Frasi curiose, sembrerebbe, per uno come lui, un romanziere, spregiudicato e frivolo, pettegolo e ambizioso, frequentatore assiduo dei salotti mondani, intellettuale dandy ed eccessivo, chiassoso e irriverente, amico di Andy Warhol e Marilyn Monroe, di Gloria Vanderbilt ed Elisabeth Taylor. Parole curiose – lo scrivere di fatti e dunque l’indagare, il confrontarsi faccia a faccia con la verità, sempre talmente nitida e insieme misteriosa – oppure forse no.

No, a conoscerlo meglio.

Ha trentacinque anni, quel limpido mattino di novembre, e un passato difficile, nascosto dalla musica e dai cocktail, partecipando a feste, scrivendo articoli e pubblicando libri, viaggiando per il mondo. Una vita segreta, segnata da feroce solitudine, dal senso di abbandono.

---+---

CONSEGNA:
Risponda alle domande sul brano.
(a) Di quali personaggi noti l'uomo descritto è detto amico?
(b) Quanti anni ha quel limpido mattino di novembre?
(c) Da che cosa è segnata la sua vita segreta?
Le righe non hanno alcun ruolo nel lavoro sul brano.

MATERIALE RACCOLTO:
---+---

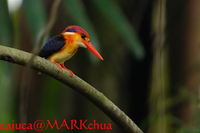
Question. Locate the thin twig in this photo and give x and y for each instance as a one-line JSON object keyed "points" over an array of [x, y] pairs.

---+---

RISPOSTA:
(a) Di Andy Warhol, Marilyn Monroe, Gloria Vanderbilt ed Elisabeth Taylor.
(b) Trentacinque anni.
(c) Da feroce solitudine e dal senso di abbandono.